=== INPUT ROWS ===
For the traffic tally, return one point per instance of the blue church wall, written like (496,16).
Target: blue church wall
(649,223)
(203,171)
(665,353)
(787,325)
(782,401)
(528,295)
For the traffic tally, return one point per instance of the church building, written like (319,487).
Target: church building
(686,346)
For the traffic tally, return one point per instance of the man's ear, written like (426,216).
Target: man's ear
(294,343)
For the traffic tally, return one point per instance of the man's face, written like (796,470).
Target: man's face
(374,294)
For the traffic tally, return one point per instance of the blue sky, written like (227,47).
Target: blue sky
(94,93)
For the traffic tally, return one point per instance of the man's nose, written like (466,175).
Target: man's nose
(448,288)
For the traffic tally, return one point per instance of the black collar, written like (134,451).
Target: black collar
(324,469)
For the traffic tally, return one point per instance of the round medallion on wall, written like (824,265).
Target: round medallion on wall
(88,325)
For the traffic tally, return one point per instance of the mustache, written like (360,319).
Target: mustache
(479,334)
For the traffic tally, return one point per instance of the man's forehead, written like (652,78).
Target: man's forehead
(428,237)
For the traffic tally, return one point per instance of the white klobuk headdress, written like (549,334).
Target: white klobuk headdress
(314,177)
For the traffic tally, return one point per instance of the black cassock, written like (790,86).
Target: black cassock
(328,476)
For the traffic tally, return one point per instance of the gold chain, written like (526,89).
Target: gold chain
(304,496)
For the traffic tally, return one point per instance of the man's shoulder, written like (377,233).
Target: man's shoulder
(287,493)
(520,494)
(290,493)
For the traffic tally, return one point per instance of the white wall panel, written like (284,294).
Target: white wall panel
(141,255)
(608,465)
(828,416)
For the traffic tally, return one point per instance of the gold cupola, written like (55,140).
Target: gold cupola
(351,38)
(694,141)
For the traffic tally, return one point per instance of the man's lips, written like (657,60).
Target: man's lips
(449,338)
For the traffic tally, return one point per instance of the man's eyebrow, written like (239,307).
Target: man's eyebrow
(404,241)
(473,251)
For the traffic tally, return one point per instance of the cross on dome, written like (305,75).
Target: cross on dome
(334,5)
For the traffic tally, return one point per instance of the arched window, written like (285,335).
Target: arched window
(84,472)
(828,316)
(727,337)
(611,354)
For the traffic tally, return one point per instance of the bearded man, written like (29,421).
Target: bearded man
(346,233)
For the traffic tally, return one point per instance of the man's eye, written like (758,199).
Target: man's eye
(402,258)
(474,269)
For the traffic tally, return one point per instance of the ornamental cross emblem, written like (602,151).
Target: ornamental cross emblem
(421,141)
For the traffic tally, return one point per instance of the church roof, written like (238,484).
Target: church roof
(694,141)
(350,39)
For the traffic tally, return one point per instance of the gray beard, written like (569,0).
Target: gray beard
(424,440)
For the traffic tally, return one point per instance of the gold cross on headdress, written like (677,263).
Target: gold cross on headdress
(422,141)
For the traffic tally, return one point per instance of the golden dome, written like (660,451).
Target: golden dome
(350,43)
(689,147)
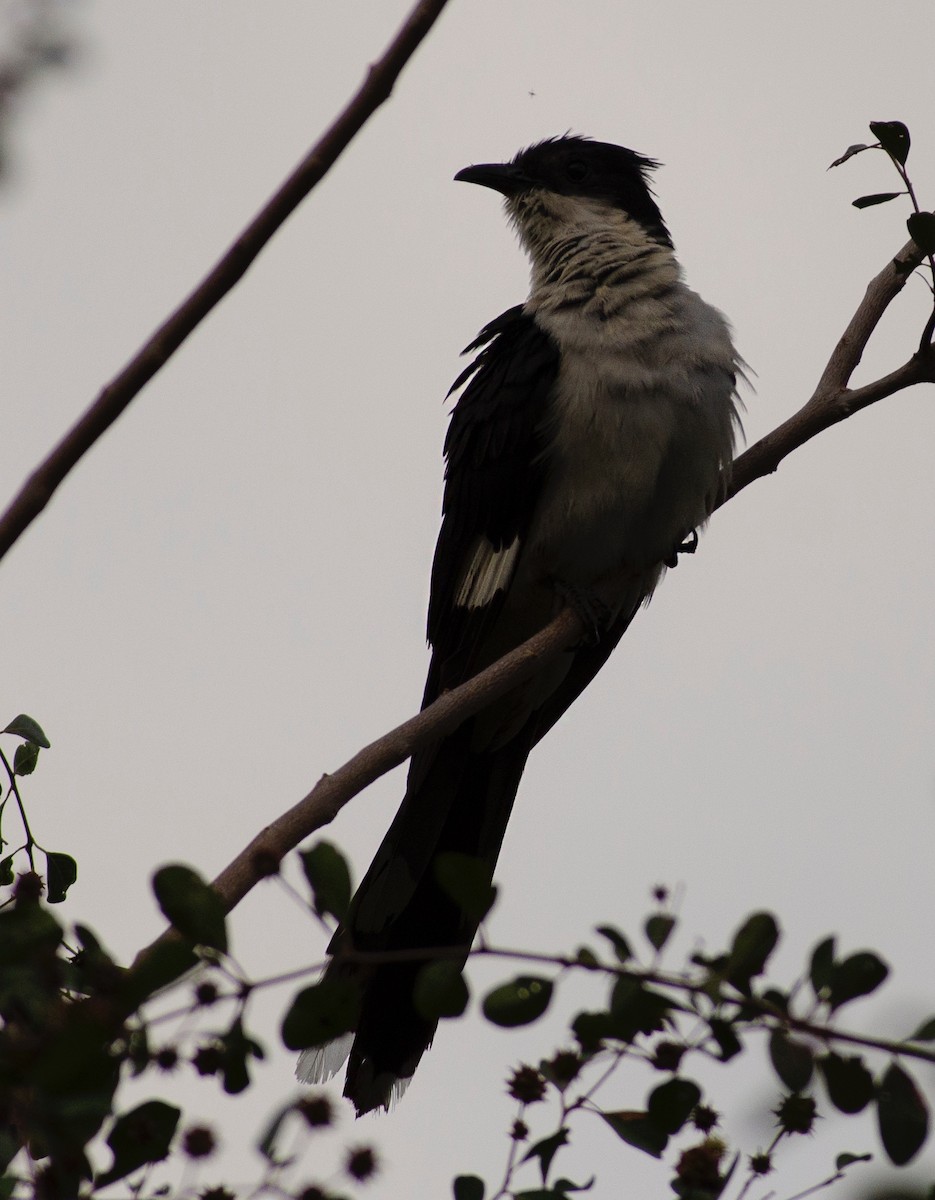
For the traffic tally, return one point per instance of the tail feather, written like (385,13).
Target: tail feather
(459,799)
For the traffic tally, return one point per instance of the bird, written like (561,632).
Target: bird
(591,439)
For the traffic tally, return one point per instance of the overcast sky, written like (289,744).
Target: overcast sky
(226,599)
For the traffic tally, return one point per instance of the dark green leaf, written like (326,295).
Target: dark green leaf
(791,1060)
(466,880)
(903,1115)
(591,1030)
(25,759)
(753,945)
(777,999)
(138,1138)
(670,1104)
(267,1144)
(726,1038)
(165,961)
(327,870)
(519,1002)
(468,1187)
(636,1129)
(822,960)
(237,1048)
(61,871)
(856,976)
(922,231)
(658,929)
(843,1161)
(636,1009)
(849,1083)
(865,202)
(619,943)
(30,731)
(893,137)
(321,1013)
(849,154)
(191,905)
(546,1150)
(925,1032)
(441,990)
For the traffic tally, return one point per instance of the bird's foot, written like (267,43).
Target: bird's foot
(685,547)
(592,612)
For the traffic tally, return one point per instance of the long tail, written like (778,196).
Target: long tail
(459,798)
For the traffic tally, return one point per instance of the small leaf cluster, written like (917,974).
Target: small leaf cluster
(893,139)
(61,870)
(708,1009)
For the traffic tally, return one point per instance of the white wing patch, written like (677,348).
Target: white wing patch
(487,573)
(319,1063)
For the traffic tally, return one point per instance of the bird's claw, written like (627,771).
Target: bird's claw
(685,547)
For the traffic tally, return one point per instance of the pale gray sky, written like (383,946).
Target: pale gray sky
(227,597)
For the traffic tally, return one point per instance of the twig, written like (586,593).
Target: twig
(377,87)
(833,400)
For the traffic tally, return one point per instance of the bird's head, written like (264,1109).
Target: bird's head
(569,180)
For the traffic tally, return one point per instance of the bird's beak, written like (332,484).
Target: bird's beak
(502,177)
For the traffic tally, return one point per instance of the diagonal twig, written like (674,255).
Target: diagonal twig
(117,395)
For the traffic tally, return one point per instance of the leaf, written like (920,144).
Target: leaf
(753,945)
(237,1048)
(546,1150)
(267,1144)
(30,731)
(922,231)
(25,759)
(519,1002)
(636,1129)
(670,1104)
(849,1084)
(619,943)
(139,1137)
(925,1032)
(61,871)
(726,1038)
(856,976)
(191,905)
(658,930)
(636,1009)
(822,960)
(439,990)
(329,877)
(843,1161)
(468,1187)
(865,202)
(321,1013)
(562,1187)
(893,137)
(791,1060)
(903,1115)
(850,153)
(466,880)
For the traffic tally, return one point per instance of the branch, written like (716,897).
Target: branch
(833,400)
(333,791)
(377,87)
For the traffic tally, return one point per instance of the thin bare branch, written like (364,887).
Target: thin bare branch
(333,791)
(833,400)
(377,87)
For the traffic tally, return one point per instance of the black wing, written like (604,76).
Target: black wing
(493,477)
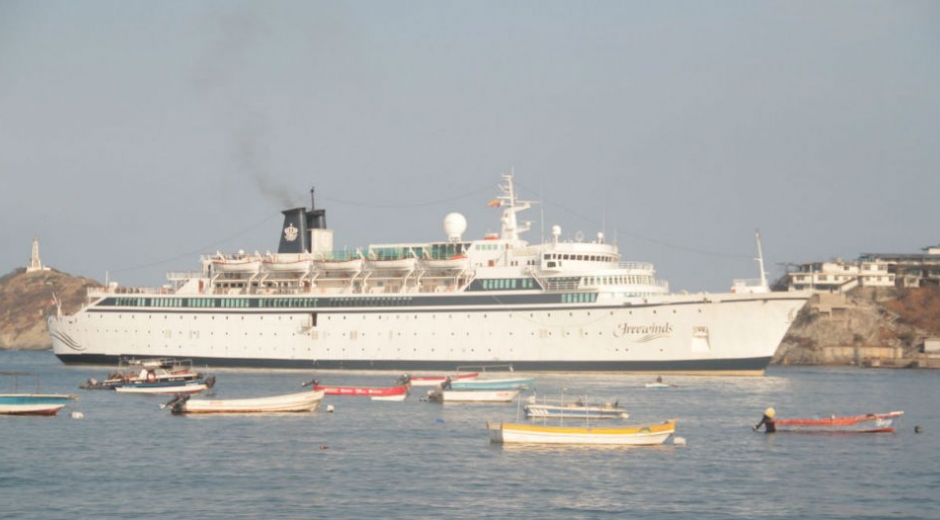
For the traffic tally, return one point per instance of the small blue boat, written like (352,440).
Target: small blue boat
(15,403)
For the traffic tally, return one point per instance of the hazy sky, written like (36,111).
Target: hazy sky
(135,136)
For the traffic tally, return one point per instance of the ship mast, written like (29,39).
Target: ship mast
(510,225)
(760,261)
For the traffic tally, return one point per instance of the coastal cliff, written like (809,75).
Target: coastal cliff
(866,326)
(27,298)
(876,327)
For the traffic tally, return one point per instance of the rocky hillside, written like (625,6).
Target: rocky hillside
(25,300)
(866,323)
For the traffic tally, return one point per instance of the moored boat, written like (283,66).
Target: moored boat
(428,380)
(867,423)
(306,401)
(639,435)
(387,393)
(193,386)
(17,403)
(579,408)
(442,395)
(516,383)
(152,372)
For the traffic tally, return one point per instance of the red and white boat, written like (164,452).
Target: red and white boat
(437,380)
(390,393)
(868,423)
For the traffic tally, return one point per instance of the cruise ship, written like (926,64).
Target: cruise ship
(562,305)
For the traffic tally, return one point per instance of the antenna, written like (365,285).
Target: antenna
(760,260)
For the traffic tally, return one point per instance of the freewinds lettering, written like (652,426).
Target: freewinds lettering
(643,333)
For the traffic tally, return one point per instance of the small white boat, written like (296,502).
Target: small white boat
(237,264)
(347,265)
(517,383)
(437,380)
(278,264)
(659,383)
(156,371)
(639,435)
(183,387)
(472,396)
(453,263)
(306,401)
(541,408)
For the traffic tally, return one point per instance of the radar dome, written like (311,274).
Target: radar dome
(454,225)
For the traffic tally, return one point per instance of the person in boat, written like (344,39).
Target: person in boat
(767,421)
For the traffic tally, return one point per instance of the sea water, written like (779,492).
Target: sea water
(127,457)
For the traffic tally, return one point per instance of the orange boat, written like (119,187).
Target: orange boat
(868,423)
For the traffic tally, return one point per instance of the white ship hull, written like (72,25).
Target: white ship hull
(713,333)
(556,306)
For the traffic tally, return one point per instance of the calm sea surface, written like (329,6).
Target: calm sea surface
(129,458)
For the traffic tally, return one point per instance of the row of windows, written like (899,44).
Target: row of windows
(306,303)
(507,284)
(588,258)
(618,280)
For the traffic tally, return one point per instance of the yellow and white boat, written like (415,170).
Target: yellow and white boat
(638,435)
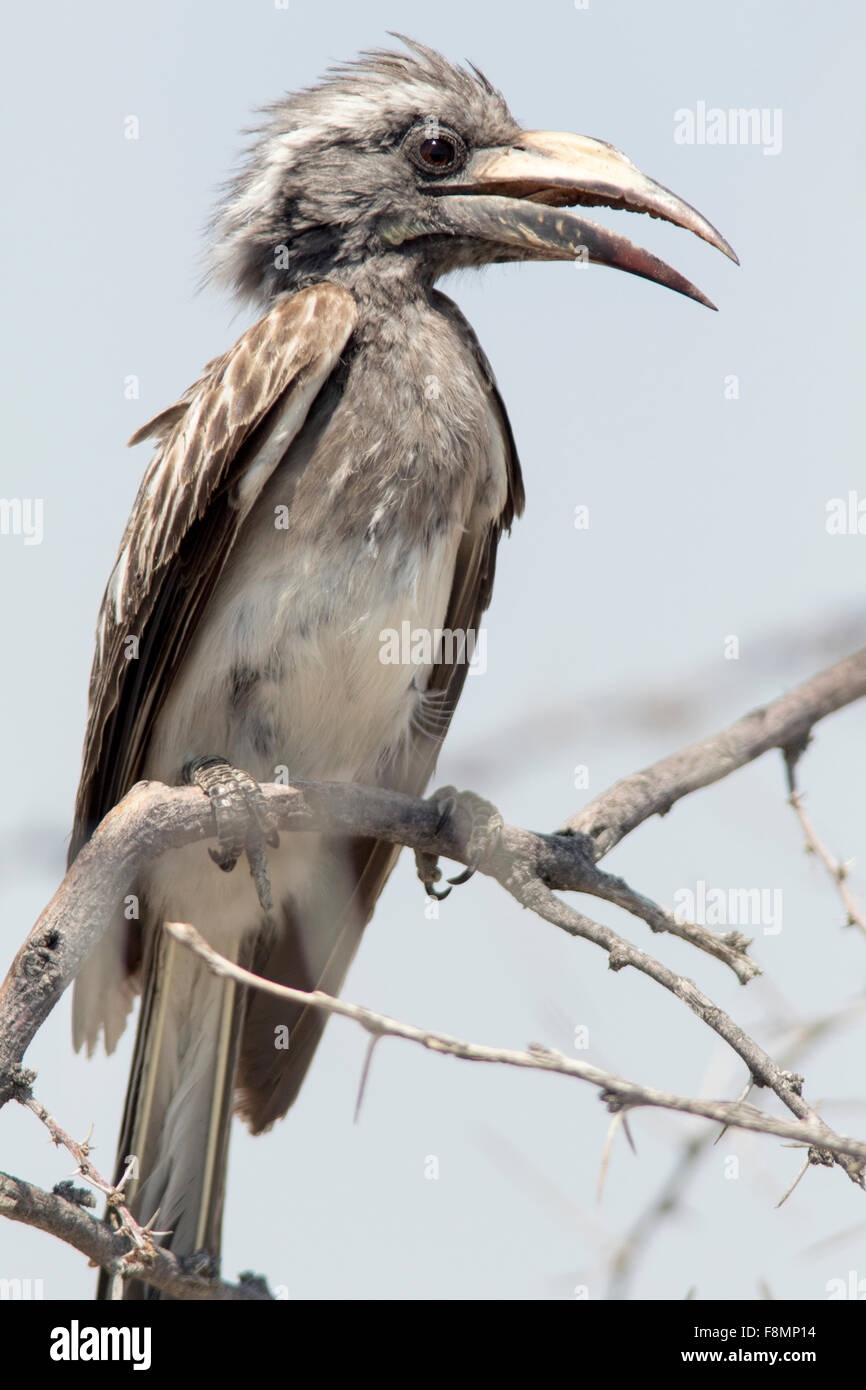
===
## BRIEF
Arrange as a numbered list the stretch of the listing from the line containing "written like (415,170)." through the end of the listing, skipping any blank lines. Leave the pictures out.

## CORRECT ANSWER
1. For the traffic tally, return one point per instance of the yellow and white boat, written like (415,170).
2. Target: yellow and white boat
3. (638,435)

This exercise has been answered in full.